• **Seite**
╔══

# Skimmerteich mit Kies / Drainage Filter Anordnung



## nokurcz (5. Nov. 2011)

Hallo,

Eine Frage zum meinem Skimmerteich - dazu folgende Eckdaten zum Teich selbst:

ca. 260m2 Gesamtfläche
145	m2 Schwimmbereich
70	m2 Regeneration
30	m2 Skimmerteich
ca. 280m3 Wasser 

Ich bin gerade am Fertigstellen des Skimmerteiches, d.h. das Wasser zirkuliert dann ständig in den Skimmerteich, sickert durch 4/8 Kies in 2x 50 lfm / 50mm Durchmesser Drainagerohre welche mit einem Pumpschacht dicht verbunden sind. 
Von dort werden dann ca. 12000l Wasser pro Stunde zur Quelle abgepumpt.

Grundsätzlich sollte die Anordnung des Skimmerteiches folgende sein:
1. insgesamt 100 lfm Drainagerohr auf etwas Kies gebettet
2. Dann ca. einen halben Meter 4/8 Kies
3. Dann 300g Vlies Überlage um Feinteile grossflächig vom feinen Kies / Drainage fernzuhalten
4. Letztendlich 16/32 Kies / Endgestaltung des Skimmerteiches

Einmal nicht hingeschaut, und jetzt haben meine Helfer gleich mal übers Drainagerohr ein 300g Vlies drübergelegt, und auch schon einen halben Meter 4/8 Kies verfüllt. 

Ich denke dass ich trotztdem noch eine zweite Vliesüberlage auf den feinen Kies bringen sollte weil ansonsten etwaige Feinteil direkt bis an das Drainagerohr drankommen und dort womöglich an den Schlitzen alles über die Jahre verlegen.

1. Denkt ihr dass 2 Lagen Vlies zuviel sind? Wir verwenden 300g Vlies nachdem wir davon noch genügend haben.

2. Wenn keine weitere Lage Vlies wie ursprünglich geplant auf den Feinkiesfilter gelegt wird, denkt ihr dass in relativ kurzer Zeit (5 oder so Jahren) Feinteile das Vlies genau and den Drainageschlitzen verlegen und dann allmählich zu wenig Wasser in den Pumpschacht durchsickert um diese Leistungen zu erlauben?

╚══

• **Bereitgestelltes Material**
╔══

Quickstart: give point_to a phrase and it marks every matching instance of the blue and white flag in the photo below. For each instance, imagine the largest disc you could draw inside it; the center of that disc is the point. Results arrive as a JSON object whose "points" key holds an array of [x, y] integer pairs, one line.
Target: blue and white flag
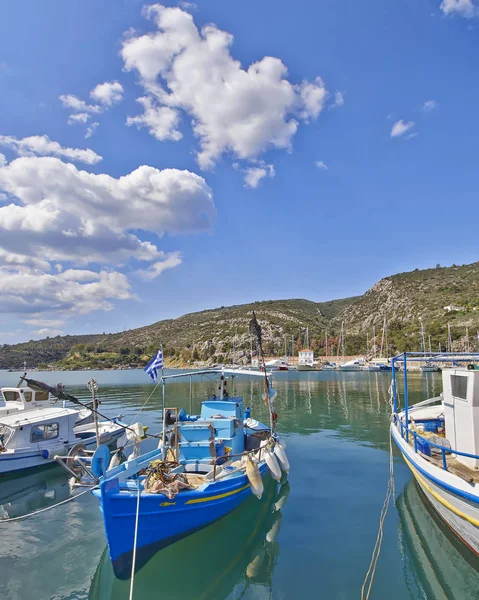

╚══

• **Aufgabenstellung 1**
Beantworte anhand des Beitrags zum Skimmerteich die folgenden Fragen:
(a) Wie groß ist der Schwimmbereich?
(b) Wie viel Wasser wird pro Stunde zur Quelle abgepumpt?
(c) Welche Kiesart soll laut der geplanten Anordnung zuletzt eingebracht werden?
• **Aufgabenstellung 2**
Gib den Text aus dem Beitrag zum Skimmerteich von "Ich denke dass" bis einschließlich "Leistungen zu erlauben?" wortgetreu wieder.

• **Musterlösung 1**
(a) 145 m2
(b) Ca. 12000 l
(c) 16/32 Kies

• **Musterlösung 2**
Ich denke dass ich trotztdem noch eine zweite Vliesüberlage auf den feinen Kies bringen sollte weil ansonsten etwaige Feinteil direkt bis an das Drainagerohr drankommen und dort womöglich an den Schlitzen alles über die Jahre verlegen.

1. Denkt ihr dass 2 Lagen Vlies zuviel sind? Wir verwenden 300g Vlies nachdem wir davon noch genügend haben.

2. Wenn keine weitere Lage Vlies wie ursprünglich geplant auf den Feinkiesfilter gelegt wird, denkt ihr dass in relativ kurzer Zeit (5 oder so Jahren) Feinteile das Vlies genau and den Drainageschlitzen verlegen und dann allmählich zu wenig Wasser in den Pumpschacht durchsickert um diese Leistungen zu erlauben?